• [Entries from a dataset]
>>>
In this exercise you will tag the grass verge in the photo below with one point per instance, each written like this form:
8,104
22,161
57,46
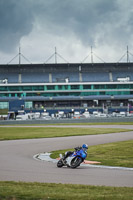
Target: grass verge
52,191
7,133
112,154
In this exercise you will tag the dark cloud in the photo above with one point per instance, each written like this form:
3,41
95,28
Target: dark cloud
15,22
93,21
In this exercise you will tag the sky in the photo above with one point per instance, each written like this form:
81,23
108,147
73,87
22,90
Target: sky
49,31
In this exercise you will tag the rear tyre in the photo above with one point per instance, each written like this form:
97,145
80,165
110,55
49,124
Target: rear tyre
60,163
76,162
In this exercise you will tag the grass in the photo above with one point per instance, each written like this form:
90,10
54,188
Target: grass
52,191
7,133
112,154
74,123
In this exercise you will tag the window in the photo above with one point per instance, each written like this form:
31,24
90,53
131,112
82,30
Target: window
50,87
85,87
4,105
74,87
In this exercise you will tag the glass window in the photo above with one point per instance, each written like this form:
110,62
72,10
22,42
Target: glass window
28,104
85,87
37,87
4,105
50,87
74,87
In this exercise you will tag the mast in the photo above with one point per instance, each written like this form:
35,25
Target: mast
55,56
91,55
19,55
127,55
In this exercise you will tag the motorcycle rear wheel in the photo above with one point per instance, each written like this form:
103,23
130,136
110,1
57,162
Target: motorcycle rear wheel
76,162
60,163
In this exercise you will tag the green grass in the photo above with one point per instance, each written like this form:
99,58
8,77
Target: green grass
112,154
73,123
52,191
7,133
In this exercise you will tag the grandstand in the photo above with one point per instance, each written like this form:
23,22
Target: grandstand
67,85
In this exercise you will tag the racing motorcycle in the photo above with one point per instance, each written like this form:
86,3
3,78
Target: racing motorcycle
74,159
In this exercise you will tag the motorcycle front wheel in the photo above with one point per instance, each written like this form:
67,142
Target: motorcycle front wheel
76,162
60,163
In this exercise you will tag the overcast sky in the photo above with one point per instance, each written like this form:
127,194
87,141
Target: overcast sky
72,26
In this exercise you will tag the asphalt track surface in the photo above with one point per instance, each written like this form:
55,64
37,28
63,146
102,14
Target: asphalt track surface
17,163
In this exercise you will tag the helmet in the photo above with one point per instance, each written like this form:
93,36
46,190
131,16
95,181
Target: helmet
85,146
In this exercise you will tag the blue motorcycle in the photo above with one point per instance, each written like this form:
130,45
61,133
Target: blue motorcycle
73,159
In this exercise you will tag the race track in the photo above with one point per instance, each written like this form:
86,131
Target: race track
17,163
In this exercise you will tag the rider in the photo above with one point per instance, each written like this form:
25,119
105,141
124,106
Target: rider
68,153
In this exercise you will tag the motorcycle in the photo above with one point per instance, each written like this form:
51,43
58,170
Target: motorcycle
73,160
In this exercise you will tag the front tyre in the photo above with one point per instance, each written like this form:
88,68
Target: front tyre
76,162
60,163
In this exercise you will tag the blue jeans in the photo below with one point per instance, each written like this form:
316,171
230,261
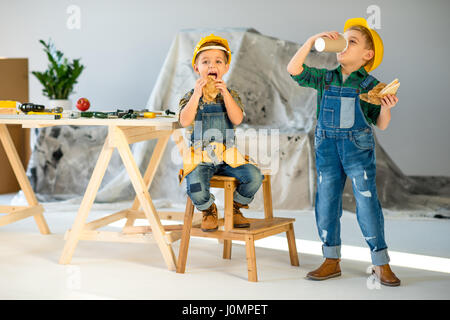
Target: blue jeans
339,155
198,186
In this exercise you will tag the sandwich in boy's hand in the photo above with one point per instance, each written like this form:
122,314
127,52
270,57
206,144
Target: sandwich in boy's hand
209,90
379,91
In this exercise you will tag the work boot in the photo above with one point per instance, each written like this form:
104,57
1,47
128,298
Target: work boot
239,221
329,269
385,275
209,221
<<<
• [Stated problem]
Update the data above by replacing every "tag" with "mark" and keeping everything else unchanged. Leave the pictures out of your answer.

• [Final result]
In this exercise you will mark the grass verge in the photo below with one point per instance, each written like this form:
8,104
22,161
57,46
Target: grass verge
52,191
7,133
112,154
In this exercise you will mark the dark cloud in the photo above with one point per instance, each written like this form:
3,41
95,28
Target: dark cloud
15,22
93,21
In this exercise you will mark the sky in the photo above with one point per instance, each written like this form:
81,23
108,147
73,87
22,90
Target: sky
49,31
In this exercise you will mark the rear tyre in the photo above with one point per instance, each written like this form:
97,145
80,165
110,55
49,124
Target: rear tyre
60,163
76,162
In this exercise you will mark the grass in the photo above with one point per instance, each written like this form:
90,10
54,188
Target: grass
52,191
7,133
112,154
74,123
In this exercise you will mark the window in the photo above with one point per instance, each written like this form:
31,24
90,53
131,112
82,30
Target: window
50,87
85,87
4,105
74,87
In this exercise you will mark the glass window in the photo above with one point per instance, each written like this form:
110,62
72,10
22,42
Target: glass window
28,104
85,87
37,87
4,105
50,87
74,87
In this exercise you will mark the mast in the photo above with one point per instance, each written like this form:
35,25
Target: mast
55,56
91,55
19,55
127,55
In this exercise you will mark the motorcycle rear wheel in the photo above with one point per instance, each written like this form:
103,23
130,136
110,1
57,162
Target: motorcycle rear wheel
76,162
60,163
In this exercise you will mark the green grass in the photo above with one point per instance, each written like this form:
99,58
8,77
Target: green grass
112,154
73,123
52,191
7,133
In this exercise you will mark the grandstand in the photo above with one point per instance, each written like this form:
23,22
Target: grandstand
67,85
In this exercise you will mark the racing motorcycle in the photo above with one point per instance, each written like this form:
86,3
3,78
Target: racing motorcycle
74,159
In this exercise you will mark the motorcycle front wheel in the photo above with one point per instance, each written like this form:
67,142
Target: motorcycle front wheel
76,162
60,163
In this exercise you will mark the overcast sky in the photo above with one point per instance, each written like this form:
127,194
87,141
Target: overcast sky
72,26
In this exercise you will mark the asphalt track surface in the photo above with one point per instance, each written like this form:
55,64
37,28
63,146
102,14
Target: asphalt track surface
17,163
In this exercise you will mark the helmet in the photo above with one point per instance, each written like this form:
93,36
46,190
131,16
95,181
Target: helmet
85,146
In this exercise you will mark the blue motorcycle in the photo above with one point per instance, each written like this form:
130,45
61,133
Target: blue motorcycle
73,159
In this exercise you will mark the race track in the photo above with one point per instance, each written like this form:
86,131
Target: race track
17,163
In this exercise you will mark the rider in the photo above with one point per instance, each written like this form:
25,119
105,141
124,106
Target: rider
68,153
In this exercise you will mark the motorcycle in the photo above with one point per instance, each written like this form:
51,43
58,170
Target: motorcycle
73,160
In this exercise you will mark the front tyre in the photo above with one point per instance, each written like this form:
88,68
Target: front tyre
76,162
60,163
In this exercise you will mark the blue jeans in the photo below with one point per instance, each written like this form:
316,171
230,261
Target: blue jeans
339,155
198,186
In this exercise you will mark the sandwich in boy's hand in the photo above with one point per instance, each written like this form:
122,314
127,52
270,57
206,144
Target: sandwich in boy's hand
209,90
379,91
In this exercise you will mark the work boot in the photo above with one point per instance, each written like this form:
104,57
1,47
128,298
Target: work boot
239,221
329,269
385,275
209,221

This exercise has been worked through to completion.